> TASK PROMPT
Please return the entries, omitting and altering nothing.

━━━━━━━━━━━━━━━━━━━━━━━━━━━━━━

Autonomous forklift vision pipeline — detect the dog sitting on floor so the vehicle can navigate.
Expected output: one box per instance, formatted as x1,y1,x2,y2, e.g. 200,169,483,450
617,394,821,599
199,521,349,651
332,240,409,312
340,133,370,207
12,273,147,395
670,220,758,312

━━━━━━━━━━━━━━━━━━━━━━━━━━━━━━

> EXERCISE OUTPUT
Autonomous forklift vision pipeline — detect the dog sitting on floor so the vehicle can navigate.
Expected output: one box per instance, formatted as x1,y1,x2,y2, e.g. 200,169,483,450
617,394,821,599
199,521,349,651
332,240,409,312
340,133,370,207
12,273,147,395
670,220,758,312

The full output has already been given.